- [WORK ORDER]
Which lines in the listing below contain "logo"? Copy each of them.

== Segment start ==

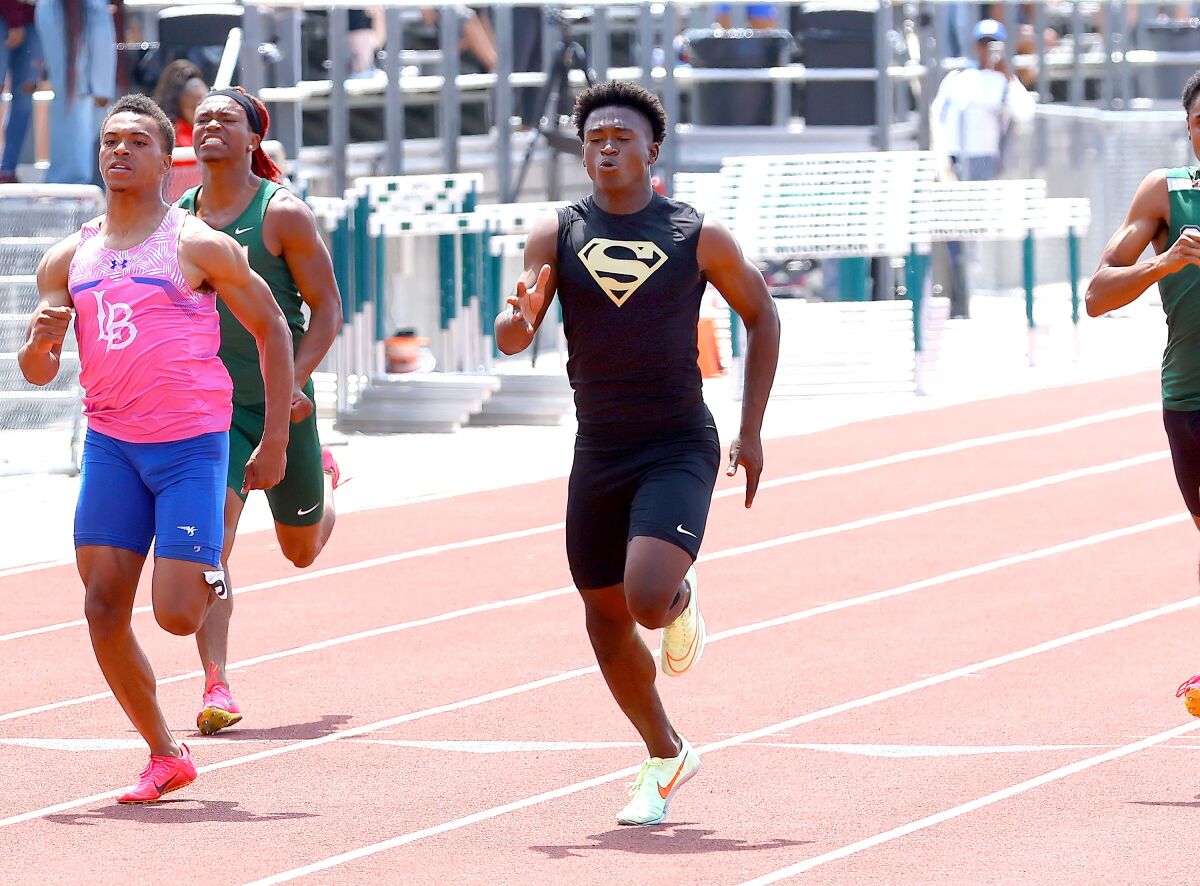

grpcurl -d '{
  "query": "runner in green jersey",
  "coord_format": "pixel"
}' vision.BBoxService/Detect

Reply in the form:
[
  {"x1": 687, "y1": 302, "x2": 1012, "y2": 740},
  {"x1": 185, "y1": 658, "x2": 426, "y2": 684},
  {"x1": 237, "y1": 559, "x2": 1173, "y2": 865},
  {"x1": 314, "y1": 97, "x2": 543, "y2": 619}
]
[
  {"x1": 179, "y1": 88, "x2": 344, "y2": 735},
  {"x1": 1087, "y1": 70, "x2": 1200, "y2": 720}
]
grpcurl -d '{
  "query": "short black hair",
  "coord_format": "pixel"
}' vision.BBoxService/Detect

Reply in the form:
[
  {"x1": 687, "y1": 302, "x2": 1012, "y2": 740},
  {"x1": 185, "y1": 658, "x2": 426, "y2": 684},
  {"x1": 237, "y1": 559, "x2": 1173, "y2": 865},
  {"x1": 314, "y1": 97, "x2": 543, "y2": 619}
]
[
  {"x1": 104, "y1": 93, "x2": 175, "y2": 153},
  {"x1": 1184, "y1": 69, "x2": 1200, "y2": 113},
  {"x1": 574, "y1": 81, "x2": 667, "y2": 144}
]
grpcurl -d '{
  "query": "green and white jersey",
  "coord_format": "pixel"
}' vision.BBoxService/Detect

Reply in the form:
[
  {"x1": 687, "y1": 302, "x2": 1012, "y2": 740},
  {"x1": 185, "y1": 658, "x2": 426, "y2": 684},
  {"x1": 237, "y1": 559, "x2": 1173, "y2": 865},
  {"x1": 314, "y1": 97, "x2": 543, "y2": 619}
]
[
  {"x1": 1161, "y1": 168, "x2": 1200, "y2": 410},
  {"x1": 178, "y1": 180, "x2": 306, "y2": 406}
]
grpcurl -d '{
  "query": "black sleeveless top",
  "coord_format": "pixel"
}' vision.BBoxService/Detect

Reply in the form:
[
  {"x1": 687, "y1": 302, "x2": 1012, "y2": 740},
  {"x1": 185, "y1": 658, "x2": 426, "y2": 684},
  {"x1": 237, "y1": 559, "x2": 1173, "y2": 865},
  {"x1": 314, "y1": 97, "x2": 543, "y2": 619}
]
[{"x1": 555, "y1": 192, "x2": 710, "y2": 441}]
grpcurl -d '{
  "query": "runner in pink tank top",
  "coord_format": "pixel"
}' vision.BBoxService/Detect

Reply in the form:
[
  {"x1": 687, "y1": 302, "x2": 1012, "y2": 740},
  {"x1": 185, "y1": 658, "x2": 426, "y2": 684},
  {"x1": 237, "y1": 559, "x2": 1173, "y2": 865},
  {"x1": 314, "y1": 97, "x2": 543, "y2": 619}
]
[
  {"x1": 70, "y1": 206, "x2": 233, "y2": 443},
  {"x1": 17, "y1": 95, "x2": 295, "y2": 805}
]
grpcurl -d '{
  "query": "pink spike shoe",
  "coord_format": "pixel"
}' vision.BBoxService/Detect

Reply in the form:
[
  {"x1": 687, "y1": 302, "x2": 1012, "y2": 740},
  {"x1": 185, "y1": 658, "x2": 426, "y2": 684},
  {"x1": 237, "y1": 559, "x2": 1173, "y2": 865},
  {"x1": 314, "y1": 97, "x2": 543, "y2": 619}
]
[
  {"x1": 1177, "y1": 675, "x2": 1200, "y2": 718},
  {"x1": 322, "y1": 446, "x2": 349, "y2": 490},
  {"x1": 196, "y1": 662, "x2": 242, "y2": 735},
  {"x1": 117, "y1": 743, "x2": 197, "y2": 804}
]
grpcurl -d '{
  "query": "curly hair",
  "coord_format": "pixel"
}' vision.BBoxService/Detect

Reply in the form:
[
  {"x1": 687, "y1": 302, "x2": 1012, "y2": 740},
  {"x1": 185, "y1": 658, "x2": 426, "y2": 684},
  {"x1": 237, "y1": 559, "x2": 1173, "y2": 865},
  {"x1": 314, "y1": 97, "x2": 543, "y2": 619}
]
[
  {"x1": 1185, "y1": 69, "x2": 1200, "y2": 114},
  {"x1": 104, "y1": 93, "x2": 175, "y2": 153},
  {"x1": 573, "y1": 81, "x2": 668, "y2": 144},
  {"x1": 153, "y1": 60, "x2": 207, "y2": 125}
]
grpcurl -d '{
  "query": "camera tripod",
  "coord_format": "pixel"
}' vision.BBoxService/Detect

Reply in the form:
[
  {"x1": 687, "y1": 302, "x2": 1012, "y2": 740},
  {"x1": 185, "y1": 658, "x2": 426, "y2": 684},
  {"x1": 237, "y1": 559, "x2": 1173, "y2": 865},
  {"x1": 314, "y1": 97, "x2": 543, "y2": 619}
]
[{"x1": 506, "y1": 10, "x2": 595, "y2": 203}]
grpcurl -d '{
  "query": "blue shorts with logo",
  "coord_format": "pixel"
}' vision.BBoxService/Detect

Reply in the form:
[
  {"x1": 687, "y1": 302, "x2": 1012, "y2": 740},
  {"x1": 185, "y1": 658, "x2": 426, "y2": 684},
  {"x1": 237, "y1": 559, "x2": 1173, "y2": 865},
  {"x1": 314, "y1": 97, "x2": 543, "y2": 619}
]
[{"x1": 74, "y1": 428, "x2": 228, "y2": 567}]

== Segment end ==
== Segment start ==

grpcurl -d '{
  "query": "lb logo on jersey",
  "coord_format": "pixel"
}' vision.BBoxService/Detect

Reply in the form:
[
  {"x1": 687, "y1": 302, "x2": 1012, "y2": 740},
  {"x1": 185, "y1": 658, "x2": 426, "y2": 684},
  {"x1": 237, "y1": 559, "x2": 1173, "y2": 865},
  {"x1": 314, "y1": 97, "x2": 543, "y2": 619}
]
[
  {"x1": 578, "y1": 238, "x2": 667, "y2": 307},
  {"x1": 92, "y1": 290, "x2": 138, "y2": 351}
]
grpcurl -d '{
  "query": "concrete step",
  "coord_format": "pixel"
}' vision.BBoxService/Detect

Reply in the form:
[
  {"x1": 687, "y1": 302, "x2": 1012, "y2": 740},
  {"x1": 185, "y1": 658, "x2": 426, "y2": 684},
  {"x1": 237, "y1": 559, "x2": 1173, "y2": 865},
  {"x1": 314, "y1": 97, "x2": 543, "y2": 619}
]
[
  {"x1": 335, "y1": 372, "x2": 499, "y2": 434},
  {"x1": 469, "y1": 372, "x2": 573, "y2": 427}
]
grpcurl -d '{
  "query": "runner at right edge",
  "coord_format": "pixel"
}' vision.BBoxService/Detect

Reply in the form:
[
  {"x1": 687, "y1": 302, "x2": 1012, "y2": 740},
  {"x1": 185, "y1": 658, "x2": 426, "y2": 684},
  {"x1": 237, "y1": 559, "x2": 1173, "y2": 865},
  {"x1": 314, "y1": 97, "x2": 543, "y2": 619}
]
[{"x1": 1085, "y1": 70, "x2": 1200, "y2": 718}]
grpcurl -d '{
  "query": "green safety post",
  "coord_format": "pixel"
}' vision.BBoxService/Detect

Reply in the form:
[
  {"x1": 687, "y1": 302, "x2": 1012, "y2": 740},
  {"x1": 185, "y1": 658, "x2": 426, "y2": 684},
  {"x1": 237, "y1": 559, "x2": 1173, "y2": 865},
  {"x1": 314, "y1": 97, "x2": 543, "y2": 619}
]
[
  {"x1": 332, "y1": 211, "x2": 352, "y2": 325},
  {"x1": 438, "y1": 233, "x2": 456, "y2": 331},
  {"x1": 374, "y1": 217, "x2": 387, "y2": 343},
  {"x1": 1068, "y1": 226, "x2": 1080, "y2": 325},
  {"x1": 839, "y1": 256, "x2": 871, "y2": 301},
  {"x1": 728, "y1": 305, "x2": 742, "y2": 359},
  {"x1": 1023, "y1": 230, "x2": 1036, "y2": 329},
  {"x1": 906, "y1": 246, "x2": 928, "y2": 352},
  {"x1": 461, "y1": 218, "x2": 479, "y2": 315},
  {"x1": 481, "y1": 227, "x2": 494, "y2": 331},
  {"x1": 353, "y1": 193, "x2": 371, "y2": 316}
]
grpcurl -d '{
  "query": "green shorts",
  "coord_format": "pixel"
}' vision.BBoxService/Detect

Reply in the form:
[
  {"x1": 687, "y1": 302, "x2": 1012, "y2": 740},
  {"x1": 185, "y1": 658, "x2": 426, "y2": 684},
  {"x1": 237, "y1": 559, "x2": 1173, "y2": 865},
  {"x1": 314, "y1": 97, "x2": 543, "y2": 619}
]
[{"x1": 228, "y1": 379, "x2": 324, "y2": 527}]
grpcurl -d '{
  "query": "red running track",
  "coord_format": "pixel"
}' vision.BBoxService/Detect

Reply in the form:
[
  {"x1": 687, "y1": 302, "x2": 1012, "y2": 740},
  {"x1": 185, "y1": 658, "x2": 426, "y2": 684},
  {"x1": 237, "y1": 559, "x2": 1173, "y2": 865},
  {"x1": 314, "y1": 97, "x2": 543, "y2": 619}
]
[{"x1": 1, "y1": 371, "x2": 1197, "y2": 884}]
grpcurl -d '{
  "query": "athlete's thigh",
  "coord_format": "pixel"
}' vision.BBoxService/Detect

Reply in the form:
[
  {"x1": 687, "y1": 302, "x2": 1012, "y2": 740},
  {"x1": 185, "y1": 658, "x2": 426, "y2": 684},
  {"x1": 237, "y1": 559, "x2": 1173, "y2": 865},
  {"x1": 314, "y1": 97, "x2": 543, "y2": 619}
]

== Segment end ==

- [SOLUTION]
  "query": "blue shorts with logo",
  "query": "lb logo on jersey",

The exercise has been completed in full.